=== Stored entries ===
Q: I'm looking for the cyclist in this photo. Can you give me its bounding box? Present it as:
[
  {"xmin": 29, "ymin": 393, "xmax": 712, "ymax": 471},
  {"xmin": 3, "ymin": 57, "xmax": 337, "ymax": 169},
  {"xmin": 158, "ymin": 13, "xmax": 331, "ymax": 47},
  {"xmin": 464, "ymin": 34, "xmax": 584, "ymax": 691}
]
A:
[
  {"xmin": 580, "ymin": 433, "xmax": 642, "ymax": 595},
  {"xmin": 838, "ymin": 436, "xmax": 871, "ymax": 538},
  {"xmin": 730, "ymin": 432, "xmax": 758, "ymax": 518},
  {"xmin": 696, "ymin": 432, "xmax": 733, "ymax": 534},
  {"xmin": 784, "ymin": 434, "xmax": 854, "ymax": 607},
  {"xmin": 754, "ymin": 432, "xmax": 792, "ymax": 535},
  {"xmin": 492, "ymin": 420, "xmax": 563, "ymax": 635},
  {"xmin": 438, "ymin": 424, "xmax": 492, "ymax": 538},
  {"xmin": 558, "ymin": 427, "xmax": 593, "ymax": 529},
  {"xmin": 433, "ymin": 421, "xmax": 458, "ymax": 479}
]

=== Written request ===
Recast every line of the items above as a numbered list, leaving out any blank lines.

=== Answer to the exercise ===
1. Q: I'm looking for the cyclist in this photo. Can you give me its bounding box? Present it as:
2. [
3.   {"xmin": 29, "ymin": 393, "xmax": 712, "ymax": 471},
4.   {"xmin": 3, "ymin": 57, "xmax": 337, "ymax": 169},
5.   {"xmin": 158, "ymin": 13, "xmax": 331, "ymax": 47},
6.   {"xmin": 464, "ymin": 34, "xmax": 584, "ymax": 691}
7. ]
8. A:
9. [
10.   {"xmin": 580, "ymin": 433, "xmax": 642, "ymax": 595},
11.   {"xmin": 838, "ymin": 436, "xmax": 871, "ymax": 538},
12.   {"xmin": 730, "ymin": 432, "xmax": 758, "ymax": 518},
13.   {"xmin": 696, "ymin": 432, "xmax": 733, "ymax": 534},
14.   {"xmin": 784, "ymin": 434, "xmax": 854, "ymax": 607},
15.   {"xmin": 754, "ymin": 432, "xmax": 792, "ymax": 535},
16.   {"xmin": 492, "ymin": 420, "xmax": 563, "ymax": 635},
17.   {"xmin": 438, "ymin": 424, "xmax": 492, "ymax": 538},
18.   {"xmin": 558, "ymin": 427, "xmax": 593, "ymax": 529},
19.   {"xmin": 433, "ymin": 421, "xmax": 458, "ymax": 479}
20. ]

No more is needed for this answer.